WORK INSTRUCTIONS: Echo every line of the records below, character for character, from the line containing "segment --target rocky" down to the line containing "191 L 9 193", both of those lines included.

Outline labeling records:

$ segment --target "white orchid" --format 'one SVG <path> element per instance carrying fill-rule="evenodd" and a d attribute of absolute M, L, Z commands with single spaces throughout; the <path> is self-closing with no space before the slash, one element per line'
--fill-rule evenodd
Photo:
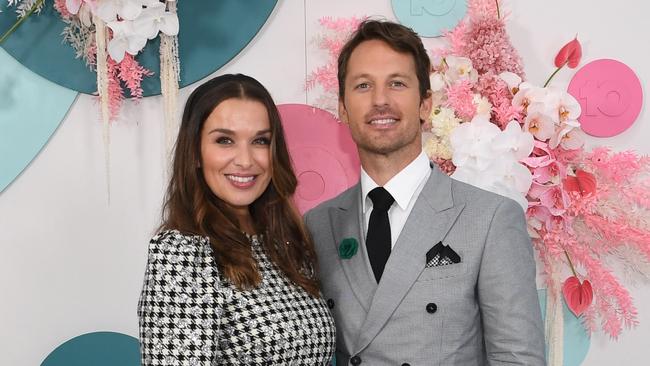
<path fill-rule="evenodd" d="M 445 76 L 451 84 L 461 80 L 469 80 L 476 82 L 478 80 L 478 72 L 472 66 L 472 60 L 467 57 L 447 56 L 445 57 L 447 64 L 447 72 Z"/>
<path fill-rule="evenodd" d="M 512 156 L 516 161 L 527 158 L 533 152 L 534 138 L 523 131 L 519 122 L 510 121 L 505 130 L 494 137 L 492 147 L 497 153 Z"/>
<path fill-rule="evenodd" d="M 580 103 L 573 95 L 559 89 L 547 88 L 545 98 L 547 114 L 553 116 L 557 123 L 564 123 L 570 120 L 577 120 L 582 109 Z"/>
<path fill-rule="evenodd" d="M 456 166 L 452 178 L 510 197 L 527 209 L 533 177 L 519 160 L 532 152 L 533 136 L 517 121 L 501 131 L 486 118 L 475 117 L 456 128 L 450 140 Z"/>
<path fill-rule="evenodd" d="M 563 123 L 548 143 L 551 149 L 555 149 L 560 145 L 566 150 L 577 149 L 583 144 L 584 132 L 580 129 L 580 122 L 578 121 Z"/>
<path fill-rule="evenodd" d="M 108 53 L 118 63 L 124 59 L 126 52 L 131 55 L 140 52 L 147 44 L 147 39 L 156 38 L 160 31 L 170 36 L 178 34 L 178 16 L 165 11 L 164 3 L 156 0 L 132 0 L 133 4 L 137 3 L 139 7 L 139 11 L 136 12 L 132 9 L 133 4 L 127 6 L 120 1 L 112 2 L 112 5 L 108 4 L 111 1 L 113 0 L 103 0 L 98 3 L 97 11 L 99 12 L 103 6 L 103 16 L 117 19 L 116 15 L 119 15 L 124 18 L 124 20 L 107 22 L 108 27 L 113 31 L 113 38 L 108 42 Z M 129 20 L 122 12 L 129 17 L 133 17 L 136 13 L 137 16 Z"/>
<path fill-rule="evenodd" d="M 555 121 L 543 111 L 531 109 L 524 119 L 524 130 L 532 133 L 538 140 L 546 141 L 555 134 Z"/>
<path fill-rule="evenodd" d="M 474 165 L 478 170 L 485 169 L 494 159 L 492 139 L 500 132 L 499 127 L 482 116 L 475 116 L 471 122 L 458 126 L 449 136 L 454 165 Z"/>
<path fill-rule="evenodd" d="M 106 23 L 117 21 L 118 15 L 123 20 L 134 20 L 144 4 L 142 0 L 97 0 L 94 13 Z"/>
<path fill-rule="evenodd" d="M 460 125 L 461 120 L 456 117 L 451 108 L 440 107 L 431 113 L 431 132 L 439 138 L 449 138 L 451 132 Z"/>

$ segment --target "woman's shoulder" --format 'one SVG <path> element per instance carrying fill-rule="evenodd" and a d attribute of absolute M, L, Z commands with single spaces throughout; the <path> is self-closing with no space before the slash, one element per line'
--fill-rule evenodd
<path fill-rule="evenodd" d="M 151 238 L 149 252 L 165 256 L 212 256 L 212 246 L 207 237 L 179 230 L 162 230 Z"/>

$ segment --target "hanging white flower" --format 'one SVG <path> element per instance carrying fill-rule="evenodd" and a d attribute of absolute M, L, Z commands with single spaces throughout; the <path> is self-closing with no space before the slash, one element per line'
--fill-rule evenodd
<path fill-rule="evenodd" d="M 108 42 L 108 54 L 115 62 L 124 59 L 124 53 L 137 55 L 147 44 L 147 37 L 133 30 L 133 22 L 124 20 L 110 22 L 108 27 L 113 31 L 113 38 Z"/>
<path fill-rule="evenodd" d="M 142 13 L 143 5 L 142 0 L 98 0 L 94 13 L 106 23 L 117 21 L 118 15 L 124 20 L 134 20 Z"/>
<path fill-rule="evenodd" d="M 165 4 L 150 2 L 142 14 L 133 21 L 133 30 L 149 39 L 154 39 L 159 32 L 168 36 L 178 34 L 178 15 L 165 10 Z"/>

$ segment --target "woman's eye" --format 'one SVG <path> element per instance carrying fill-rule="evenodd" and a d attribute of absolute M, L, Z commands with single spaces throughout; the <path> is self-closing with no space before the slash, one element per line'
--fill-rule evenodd
<path fill-rule="evenodd" d="M 255 145 L 270 145 L 271 144 L 271 139 L 268 137 L 259 137 L 253 140 L 253 144 Z"/>
<path fill-rule="evenodd" d="M 217 138 L 215 142 L 220 145 L 230 145 L 232 144 L 232 139 L 230 137 L 221 136 Z"/>

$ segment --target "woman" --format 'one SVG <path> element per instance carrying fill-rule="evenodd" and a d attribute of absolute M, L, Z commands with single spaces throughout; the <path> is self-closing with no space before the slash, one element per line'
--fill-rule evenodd
<path fill-rule="evenodd" d="M 138 306 L 143 365 L 325 365 L 335 329 L 278 110 L 245 75 L 190 96 Z"/>

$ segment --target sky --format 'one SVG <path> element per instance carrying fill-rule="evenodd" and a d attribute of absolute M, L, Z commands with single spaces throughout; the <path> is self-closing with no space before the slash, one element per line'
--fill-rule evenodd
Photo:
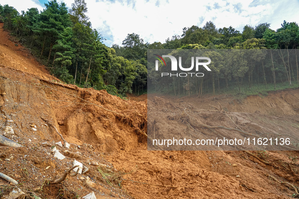
<path fill-rule="evenodd" d="M 202 27 L 211 21 L 217 28 L 232 26 L 241 32 L 243 27 L 271 24 L 276 30 L 283 20 L 299 23 L 298 0 L 85 0 L 93 28 L 108 46 L 121 45 L 128 34 L 140 35 L 144 42 L 165 42 L 181 35 L 185 27 Z M 74 0 L 57 0 L 68 8 Z M 30 8 L 42 11 L 47 0 L 0 0 L 20 13 Z"/>

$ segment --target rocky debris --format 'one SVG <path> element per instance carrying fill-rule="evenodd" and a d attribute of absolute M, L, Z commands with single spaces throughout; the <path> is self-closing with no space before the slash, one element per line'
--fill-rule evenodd
<path fill-rule="evenodd" d="M 0 178 L 3 178 L 10 183 L 12 183 L 15 185 L 17 185 L 18 184 L 18 182 L 16 180 L 14 180 L 13 178 L 11 178 L 9 176 L 5 175 L 4 173 L 0 173 Z"/>
<path fill-rule="evenodd" d="M 12 191 L 9 193 L 8 195 L 4 196 L 5 199 L 18 199 L 25 197 L 25 193 L 20 189 L 20 188 L 15 187 Z"/>
<path fill-rule="evenodd" d="M 78 172 L 78 173 L 79 173 L 79 174 L 81 174 L 82 173 L 82 170 L 83 170 L 83 164 L 81 163 L 80 162 L 78 162 L 76 160 L 74 160 L 74 162 L 73 162 L 73 166 L 77 166 L 78 165 L 79 166 L 79 172 Z M 74 172 L 76 172 L 77 170 L 78 169 L 77 169 L 76 168 L 74 169 Z"/>
<path fill-rule="evenodd" d="M 82 199 L 97 199 L 97 197 L 95 195 L 95 193 L 94 191 L 92 192 L 91 193 L 88 194 L 87 195 L 82 197 Z"/>
<path fill-rule="evenodd" d="M 68 150 L 65 150 L 63 152 L 64 155 L 69 157 L 71 158 L 76 158 L 76 159 L 81 159 L 82 156 L 80 154 L 79 152 L 77 152 L 76 153 L 70 152 Z"/>
<path fill-rule="evenodd" d="M 61 141 L 55 143 L 55 144 L 58 145 L 58 146 L 60 146 L 60 147 L 62 148 L 63 146 L 62 145 L 62 143 L 61 143 Z"/>
<path fill-rule="evenodd" d="M 6 126 L 4 129 L 4 133 L 3 135 L 6 136 L 6 135 L 13 135 L 15 134 L 14 129 L 10 126 Z"/>
<path fill-rule="evenodd" d="M 63 160 L 65 158 L 65 156 L 61 154 L 59 151 L 56 147 L 56 146 L 55 146 L 52 148 L 51 150 L 51 152 L 52 154 L 54 154 L 54 157 L 59 160 Z"/>

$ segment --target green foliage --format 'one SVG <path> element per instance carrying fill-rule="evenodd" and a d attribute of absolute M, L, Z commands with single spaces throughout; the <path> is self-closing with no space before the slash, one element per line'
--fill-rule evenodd
<path fill-rule="evenodd" d="M 74 0 L 69 11 L 64 3 L 57 0 L 45 4 L 45 7 L 40 13 L 36 8 L 19 13 L 9 5 L 0 5 L 0 21 L 12 35 L 40 58 L 41 63 L 52 67 L 52 72 L 68 83 L 106 89 L 120 96 L 128 92 L 146 92 L 149 83 L 158 87 L 161 82 L 154 72 L 154 66 L 147 64 L 148 48 L 200 49 L 205 51 L 205 56 L 212 60 L 209 66 L 212 71 L 205 77 L 206 78 L 202 81 L 199 79 L 190 80 L 188 83 L 187 80 L 183 81 L 179 85 L 185 86 L 184 90 L 175 85 L 173 78 L 165 79 L 163 83 L 167 89 L 173 88 L 169 92 L 177 89 L 179 94 L 187 90 L 186 88 L 188 90 L 196 89 L 197 94 L 201 84 L 204 91 L 211 92 L 212 88 L 215 93 L 218 83 L 219 93 L 224 90 L 221 88 L 231 88 L 243 95 L 254 93 L 252 90 L 254 88 L 260 91 L 259 94 L 264 95 L 266 92 L 257 88 L 256 84 L 269 89 L 274 83 L 276 86 L 274 88 L 279 89 L 280 84 L 287 80 L 288 87 L 299 83 L 297 64 L 289 63 L 296 63 L 294 55 L 288 55 L 293 53 L 292 51 L 274 57 L 273 63 L 265 64 L 264 59 L 269 59 L 270 55 L 257 51 L 297 48 L 299 27 L 295 22 L 284 21 L 276 31 L 270 29 L 267 23 L 255 28 L 246 25 L 241 33 L 232 26 L 218 29 L 209 21 L 202 27 L 185 27 L 181 36 L 170 36 L 163 43 L 145 43 L 139 34 L 133 33 L 127 34 L 122 45 L 113 44 L 110 48 L 103 44 L 101 34 L 92 28 L 84 0 Z M 221 54 L 209 49 L 232 51 Z M 238 51 L 239 49 L 248 49 L 248 53 L 246 56 L 240 55 L 242 53 Z M 252 49 L 255 50 L 250 51 Z M 177 53 L 173 52 L 174 55 Z M 189 61 L 186 61 L 186 64 L 190 64 Z"/>

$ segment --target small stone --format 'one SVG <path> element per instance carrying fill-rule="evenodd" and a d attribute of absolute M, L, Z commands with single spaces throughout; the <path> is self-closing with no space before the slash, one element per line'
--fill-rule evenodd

SOLUTION BELOW:
$ segment --target rocky debris --format 'one SVG <path> element per instance carrying fill-rule="evenodd" and a d attribute of absolute M, L, Z commands with single spaces throughout; the <path> is self-closing with no space before the slash, one element per line'
--fill-rule evenodd
<path fill-rule="evenodd" d="M 0 178 L 3 178 L 10 183 L 12 183 L 15 185 L 17 185 L 18 184 L 18 182 L 16 180 L 14 180 L 13 178 L 11 178 L 9 176 L 5 175 L 4 173 L 0 173 Z"/>
<path fill-rule="evenodd" d="M 12 191 L 9 193 L 8 195 L 4 196 L 5 199 L 18 199 L 25 197 L 25 193 L 20 189 L 20 188 L 15 187 Z"/>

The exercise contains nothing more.